» Arbeitsauftrag: Wodurch wird laut dem Textauszug zur elektronischen Gesundheitskarte die Vorfinanzierung durch die Leistungserbringer nach der Einführung abgegolten?

» Textauszug:
====
Ab 2006 soll die elektronische Gesundheitskarte – zunächst in Modellversuchen – eingeführt werden. Die äußerst komplexe Organisation des Vorhabens, hat der Gesetzgeber der Selbstverwaltung übertragen. Seit mehreren Monaten streiten die 15 Parteien mitunter heftig über die Details der Umsetzung. Nachdem die Finanzierungsfrage nach langem Ringen geklärt wurde – die Vorfinanzierung durch die Leistungserbringer wird nach der Einführung durch so genannte Transaktionszuschläge abgegolten – geht es in der aktuellen Diskussion vor allem um die Lagerung und damit den Zugriff auf die Versichertendaten. Zwar legitimieren laut Dr. Klaus Theo Schröder, Staatssekretär im BMGS, allein die zu erwartenden medizinischen Erfolge, beispielsweise durch neue Möglichkeiten beim Interaktions-Check von Arzneimitteln, das Projekt. Dabei attestiert Schröder den Veränderungen der Datenströme aber durchaus auch ökonomische Konsequenzen - beispielsweise für die Apothekenrechenzentren.

Missbrauch sensibler Daten

Diesen Veränderungen sehen nicht alle Beteiligten derart gelassen entgegen. Dr. Manfred Richter-Reichhelm, Vorsitzender der Kassenärztlichen Bundesvereinigung (KBV), mahnte auf einer Diskussionsveranstaltung erneut den möglichen Missbrauch sensibler Daten, etwa zur Risikoselektion gegenüber Patienten und Ärzten, als größten Vorbehalt der Ärzteschaft an. Auch Dr. Frank Diener, Geschäftsführer Wirtschaft und Soziales bei der ABDA, befürchtet steuernde Einflüsse der Kassen, sofern diese beispielsweise Zugriff auf Rezeptdaten bereits vor der Belieferung in der Apotheke erhielten. Wer hat wann den Zugriff auf welche Daten? Das ist nicht nur aus Dieners Blickwinkel die zentrale Frage, vor deren Hintergrund die Diskussion um Server- oder Kartenlösung lange geführt worden war. Zumindest dieser Streitpunkt wurde mittlerweile geklärt: Im Feldversuch soll sich herausstellen, welches Verfahren das praktikablere ist.
====
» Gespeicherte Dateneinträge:
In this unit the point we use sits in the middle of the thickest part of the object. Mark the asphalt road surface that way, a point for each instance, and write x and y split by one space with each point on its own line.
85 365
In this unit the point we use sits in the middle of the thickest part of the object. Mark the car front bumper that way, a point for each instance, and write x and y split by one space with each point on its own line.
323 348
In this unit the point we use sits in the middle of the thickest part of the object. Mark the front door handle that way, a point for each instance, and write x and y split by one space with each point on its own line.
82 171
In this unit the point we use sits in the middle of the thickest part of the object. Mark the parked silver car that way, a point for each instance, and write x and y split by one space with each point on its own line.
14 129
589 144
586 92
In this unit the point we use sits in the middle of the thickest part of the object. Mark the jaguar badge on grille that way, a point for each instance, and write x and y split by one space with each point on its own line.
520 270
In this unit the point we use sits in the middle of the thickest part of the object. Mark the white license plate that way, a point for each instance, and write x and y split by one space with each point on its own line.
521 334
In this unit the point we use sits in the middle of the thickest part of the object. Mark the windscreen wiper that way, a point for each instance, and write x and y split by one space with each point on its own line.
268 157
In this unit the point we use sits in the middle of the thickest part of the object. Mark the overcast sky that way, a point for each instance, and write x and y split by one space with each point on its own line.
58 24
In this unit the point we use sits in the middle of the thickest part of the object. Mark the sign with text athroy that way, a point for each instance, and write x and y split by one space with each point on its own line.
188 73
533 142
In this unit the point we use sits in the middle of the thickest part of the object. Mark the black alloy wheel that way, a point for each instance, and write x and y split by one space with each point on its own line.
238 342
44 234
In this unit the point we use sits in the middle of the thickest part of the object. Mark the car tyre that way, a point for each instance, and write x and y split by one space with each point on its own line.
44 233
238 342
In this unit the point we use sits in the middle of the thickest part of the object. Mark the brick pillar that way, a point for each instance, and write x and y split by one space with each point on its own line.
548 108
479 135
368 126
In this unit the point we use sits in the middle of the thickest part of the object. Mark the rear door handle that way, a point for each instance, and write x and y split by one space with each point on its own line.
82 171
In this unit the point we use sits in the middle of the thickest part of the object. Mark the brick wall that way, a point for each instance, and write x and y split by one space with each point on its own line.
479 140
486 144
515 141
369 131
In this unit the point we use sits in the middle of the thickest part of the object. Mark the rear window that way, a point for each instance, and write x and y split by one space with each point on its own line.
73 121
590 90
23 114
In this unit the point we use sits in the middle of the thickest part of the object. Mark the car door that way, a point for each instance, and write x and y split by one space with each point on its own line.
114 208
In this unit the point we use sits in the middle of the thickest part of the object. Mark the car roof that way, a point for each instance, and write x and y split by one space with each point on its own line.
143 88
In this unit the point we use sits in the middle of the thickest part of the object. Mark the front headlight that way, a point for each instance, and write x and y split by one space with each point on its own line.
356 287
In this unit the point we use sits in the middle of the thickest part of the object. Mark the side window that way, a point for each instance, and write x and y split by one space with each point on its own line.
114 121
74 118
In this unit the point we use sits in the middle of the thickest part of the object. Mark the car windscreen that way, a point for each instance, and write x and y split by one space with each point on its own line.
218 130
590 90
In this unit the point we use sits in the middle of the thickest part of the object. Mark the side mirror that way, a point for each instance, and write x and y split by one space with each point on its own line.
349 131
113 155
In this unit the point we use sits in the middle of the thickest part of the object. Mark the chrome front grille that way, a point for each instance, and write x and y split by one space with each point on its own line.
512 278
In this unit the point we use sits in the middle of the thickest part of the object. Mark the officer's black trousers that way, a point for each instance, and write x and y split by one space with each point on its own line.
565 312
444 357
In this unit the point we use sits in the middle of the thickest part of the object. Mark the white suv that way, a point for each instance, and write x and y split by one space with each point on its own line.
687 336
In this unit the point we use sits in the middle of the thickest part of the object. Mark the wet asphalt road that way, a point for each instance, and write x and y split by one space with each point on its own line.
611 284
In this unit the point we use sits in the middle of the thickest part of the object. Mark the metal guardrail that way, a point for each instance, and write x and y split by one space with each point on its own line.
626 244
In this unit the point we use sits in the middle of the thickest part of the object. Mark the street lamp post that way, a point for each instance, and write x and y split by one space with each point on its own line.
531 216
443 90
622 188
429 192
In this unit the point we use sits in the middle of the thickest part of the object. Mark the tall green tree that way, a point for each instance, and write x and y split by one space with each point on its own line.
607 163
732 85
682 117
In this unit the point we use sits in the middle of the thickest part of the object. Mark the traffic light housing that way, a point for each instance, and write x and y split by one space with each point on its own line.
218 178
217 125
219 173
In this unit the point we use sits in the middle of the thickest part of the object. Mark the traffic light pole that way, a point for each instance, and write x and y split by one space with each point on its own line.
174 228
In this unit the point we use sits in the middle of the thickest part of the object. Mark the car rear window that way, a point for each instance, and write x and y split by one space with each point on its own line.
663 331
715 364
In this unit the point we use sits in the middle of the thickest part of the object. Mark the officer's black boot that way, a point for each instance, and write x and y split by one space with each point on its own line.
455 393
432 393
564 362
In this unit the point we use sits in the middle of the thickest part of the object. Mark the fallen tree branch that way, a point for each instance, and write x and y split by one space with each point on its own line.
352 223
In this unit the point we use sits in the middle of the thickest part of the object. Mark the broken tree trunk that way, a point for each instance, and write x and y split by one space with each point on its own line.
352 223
====
» Lösung: Durch so genannte Transaktionszuschläge.